**What is required**. Return all entries word for word, but drop any images.

**Record extracts**.

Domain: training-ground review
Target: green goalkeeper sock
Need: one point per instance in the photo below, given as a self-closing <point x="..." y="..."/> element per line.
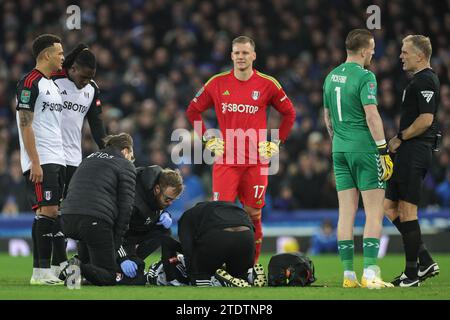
<point x="371" y="246"/>
<point x="346" y="252"/>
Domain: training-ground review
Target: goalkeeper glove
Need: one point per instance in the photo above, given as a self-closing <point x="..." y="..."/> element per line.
<point x="268" y="149"/>
<point x="215" y="145"/>
<point x="386" y="162"/>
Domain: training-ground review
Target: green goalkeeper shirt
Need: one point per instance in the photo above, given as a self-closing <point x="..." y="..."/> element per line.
<point x="346" y="90"/>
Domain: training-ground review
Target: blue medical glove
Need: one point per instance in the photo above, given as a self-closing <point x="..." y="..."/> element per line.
<point x="165" y="220"/>
<point x="129" y="268"/>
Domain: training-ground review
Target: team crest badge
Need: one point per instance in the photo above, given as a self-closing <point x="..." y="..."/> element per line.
<point x="47" y="195"/>
<point x="25" y="96"/>
<point x="372" y="88"/>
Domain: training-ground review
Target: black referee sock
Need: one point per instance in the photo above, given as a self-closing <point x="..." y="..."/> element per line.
<point x="35" y="247"/>
<point x="411" y="240"/>
<point x="425" y="258"/>
<point x="59" y="243"/>
<point x="44" y="236"/>
<point x="398" y="224"/>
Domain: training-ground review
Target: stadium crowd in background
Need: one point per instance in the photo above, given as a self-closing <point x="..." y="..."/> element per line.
<point x="153" y="56"/>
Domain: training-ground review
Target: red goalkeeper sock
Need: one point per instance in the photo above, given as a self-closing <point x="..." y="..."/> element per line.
<point x="258" y="237"/>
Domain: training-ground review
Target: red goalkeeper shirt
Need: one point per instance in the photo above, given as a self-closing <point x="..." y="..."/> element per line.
<point x="241" y="110"/>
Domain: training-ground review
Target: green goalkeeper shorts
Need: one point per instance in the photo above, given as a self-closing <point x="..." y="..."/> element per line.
<point x="357" y="170"/>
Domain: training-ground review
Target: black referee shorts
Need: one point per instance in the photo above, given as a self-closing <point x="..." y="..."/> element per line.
<point x="50" y="190"/>
<point x="411" y="163"/>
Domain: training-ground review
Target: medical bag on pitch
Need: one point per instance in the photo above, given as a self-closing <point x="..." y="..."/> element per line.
<point x="291" y="269"/>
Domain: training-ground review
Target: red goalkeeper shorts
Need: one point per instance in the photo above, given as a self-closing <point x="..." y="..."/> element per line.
<point x="249" y="183"/>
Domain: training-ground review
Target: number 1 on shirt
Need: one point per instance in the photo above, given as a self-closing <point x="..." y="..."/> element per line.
<point x="338" y="97"/>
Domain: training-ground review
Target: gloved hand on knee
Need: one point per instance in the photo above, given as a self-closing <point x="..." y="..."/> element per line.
<point x="165" y="220"/>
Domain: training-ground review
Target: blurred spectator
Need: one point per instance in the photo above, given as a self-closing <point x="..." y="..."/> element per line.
<point x="285" y="201"/>
<point x="324" y="240"/>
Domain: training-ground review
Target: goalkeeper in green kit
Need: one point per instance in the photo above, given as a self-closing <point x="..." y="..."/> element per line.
<point x="360" y="159"/>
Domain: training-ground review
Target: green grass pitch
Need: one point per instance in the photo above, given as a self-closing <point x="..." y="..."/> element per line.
<point x="15" y="273"/>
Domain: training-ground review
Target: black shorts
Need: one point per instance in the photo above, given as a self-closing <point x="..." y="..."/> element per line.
<point x="411" y="163"/>
<point x="216" y="247"/>
<point x="49" y="191"/>
<point x="70" y="170"/>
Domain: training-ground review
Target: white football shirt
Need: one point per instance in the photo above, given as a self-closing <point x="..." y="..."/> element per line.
<point x="40" y="95"/>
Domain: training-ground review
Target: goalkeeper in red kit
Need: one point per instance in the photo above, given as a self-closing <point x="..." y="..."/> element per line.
<point x="240" y="98"/>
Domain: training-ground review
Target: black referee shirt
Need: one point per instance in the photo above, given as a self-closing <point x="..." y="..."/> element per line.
<point x="421" y="95"/>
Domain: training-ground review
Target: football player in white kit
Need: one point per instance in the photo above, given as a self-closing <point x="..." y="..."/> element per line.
<point x="80" y="98"/>
<point x="39" y="118"/>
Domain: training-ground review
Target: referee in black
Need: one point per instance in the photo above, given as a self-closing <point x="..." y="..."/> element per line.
<point x="211" y="234"/>
<point x="412" y="147"/>
<point x="97" y="208"/>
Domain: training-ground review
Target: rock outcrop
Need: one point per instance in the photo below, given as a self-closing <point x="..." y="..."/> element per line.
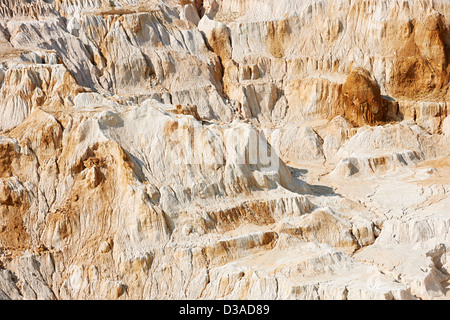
<point x="222" y="149"/>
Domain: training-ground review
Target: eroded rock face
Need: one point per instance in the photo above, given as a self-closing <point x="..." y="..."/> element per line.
<point x="224" y="149"/>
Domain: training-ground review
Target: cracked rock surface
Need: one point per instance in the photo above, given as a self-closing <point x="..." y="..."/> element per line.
<point x="223" y="149"/>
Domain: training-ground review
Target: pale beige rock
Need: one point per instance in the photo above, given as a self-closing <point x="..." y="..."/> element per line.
<point x="135" y="163"/>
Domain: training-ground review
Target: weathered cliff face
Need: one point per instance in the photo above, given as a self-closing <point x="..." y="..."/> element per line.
<point x="232" y="149"/>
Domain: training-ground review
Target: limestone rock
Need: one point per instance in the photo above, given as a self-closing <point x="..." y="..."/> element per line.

**Answer**.
Domain: training-ground review
Target: green goalkeeper sock
Need: one point per instance in the photo below, given as a self-closing <point x="..." y="..."/> element per line.
<point x="371" y="246"/>
<point x="346" y="252"/>
Domain: training-ground review
Target: goalkeeper glove
Need: one point per instance in the photo above, given as a self-closing <point x="..." y="..."/> element per line.
<point x="268" y="149"/>
<point x="215" y="145"/>
<point x="386" y="162"/>
Domain: training-ground review
Target: green goalkeeper shirt
Need: one point per instance in the photo above, given as a self-closing <point x="..." y="..."/> element per line.
<point x="346" y="90"/>
Domain: training-ground review
Target: blue medical glove
Need: one point per instance in the photo above, given as a self-closing <point x="..." y="..."/> element per line.
<point x="165" y="220"/>
<point x="129" y="268"/>
Domain: training-ground review
Target: team crest badge
Need: one point per instance in the photo above, given as a self-closing <point x="..." y="..."/> element per line.
<point x="47" y="195"/>
<point x="25" y="96"/>
<point x="372" y="88"/>
Domain: training-ground review
Target: black referee sock
Need: one point per instance in the photo above, given as a self-closing <point x="..." y="..."/> element per line.
<point x="35" y="247"/>
<point x="411" y="240"/>
<point x="425" y="258"/>
<point x="59" y="243"/>
<point x="44" y="236"/>
<point x="398" y="224"/>
Domain: training-ground review
Target: stadium crowd in background
Need: one point per instance in the photo above, given as a self-closing <point x="..." y="..."/> element per line.
<point x="153" y="56"/>
Domain: training-ground review
Target: red goalkeeper sock
Need: one point per instance in the photo above, given as a self-closing <point x="..." y="..."/> element per line.
<point x="258" y="237"/>
Domain: training-ground review
Target: red goalkeeper shirt
Need: one point per instance in the photo above, given as a self-closing <point x="..." y="..."/> element per line.
<point x="241" y="110"/>
Domain: training-ground review
Target: green goalkeeper shorts
Need: one point per instance in the photo above, given as a self-closing <point x="..." y="..."/> element per line.
<point x="357" y="170"/>
Domain: training-ground review
Target: black referee shorts
Need: one point per instance in the photo above, given as a self-closing <point x="..." y="..."/> element per line.
<point x="50" y="190"/>
<point x="411" y="163"/>
Domain: training-ground review
Target: medical bag on pitch
Need: one point per instance in the photo above, given as a self-closing <point x="..." y="..."/> element per line.
<point x="291" y="269"/>
Domain: training-ground review
Target: red goalkeeper shorts
Need: one point per instance in the photo above, given as a self-closing <point x="..." y="..."/> element per line.
<point x="249" y="183"/>
Domain: training-ground review
Target: number 1 on shirt
Need: one point per instance in the photo above, given as a self-closing <point x="..." y="..."/> element per line.
<point x="338" y="97"/>
Domain: training-ground review
Target: gloved hand on knee
Need: one point per instance in the photo above, given as a self-closing <point x="..." y="..."/> element per line.
<point x="165" y="220"/>
Domain: training-ground review
Target: blurred spectator
Need: one point per instance in the photo above, given as a self-closing <point x="..." y="..."/> element per line.
<point x="285" y="201"/>
<point x="324" y="240"/>
Domain: training-ground review
Target: goalkeeper in green kit
Need: one point per instance in the photo above, given as a self-closing <point x="..." y="..."/> element per line.
<point x="360" y="159"/>
Domain: training-ground review
Target: green grass pitch
Need: one point per instance in the photo above, given as a self-closing <point x="..." y="..."/> element per line.
<point x="15" y="273"/>
Domain: training-ground review
Target: black shorts
Need: one point per instance in the photo above, given as a self-closing <point x="..." y="..."/> element per line.
<point x="411" y="163"/>
<point x="216" y="247"/>
<point x="49" y="191"/>
<point x="70" y="170"/>
Domain: training-ground review
Target: white football shirt
Need: one point per instance in the photo above, given as a self-closing <point x="..." y="..."/> element per line.
<point x="40" y="95"/>
Domain: training-ground review
Target: goalkeeper in red kit
Need: one point per instance in the photo above, given as a self-closing <point x="..." y="..."/> element per line.
<point x="240" y="98"/>
Domain: training-ground review
Target: black referee shirt
Need: one point per instance in the photo above, given as a self-closing <point x="..." y="..."/> element per line.
<point x="421" y="95"/>
Domain: training-ground review
Target: football player in white kit
Need: one point per instance in the photo above, given as a self-closing <point x="..." y="..."/> element per line.
<point x="80" y="98"/>
<point x="39" y="118"/>
Domain: training-ground review
Target: referee in black
Need: one point per instance in the photo above, given as a self-closing <point x="..." y="..."/> element per line.
<point x="211" y="234"/>
<point x="412" y="147"/>
<point x="97" y="208"/>
Domain: training-ground review
Target: rock outcrop
Need: one point per instance in the photo below, given as a self-closing <point x="..." y="..."/> element per line.
<point x="222" y="149"/>
Domain: training-ground review
Target: eroded rock face
Need: one point per instance in the photo above, given as a self-closing <point x="..." y="..."/> element per line.
<point x="224" y="149"/>
Domain: training-ground review
Target: cracked rock surface
Need: one point per instance in the photo above, given as a self-closing <point x="..." y="..."/> element per line.
<point x="223" y="149"/>
Domain: training-ground review
Target: pale beige rock
Need: one point per instance in the photo above, given as a self-closing <point x="..." y="..."/> element per line.
<point x="135" y="163"/>
Domain: training-ground review
Target: weathered cliff face
Need: one point per instance in the photo above, given as a self-closing <point x="..." y="..."/> element per line.
<point x="232" y="149"/>
Domain: training-ground review
Target: limestone rock
Need: one point per instance in the photo above, given as a self-closing <point x="..." y="..."/> element per line.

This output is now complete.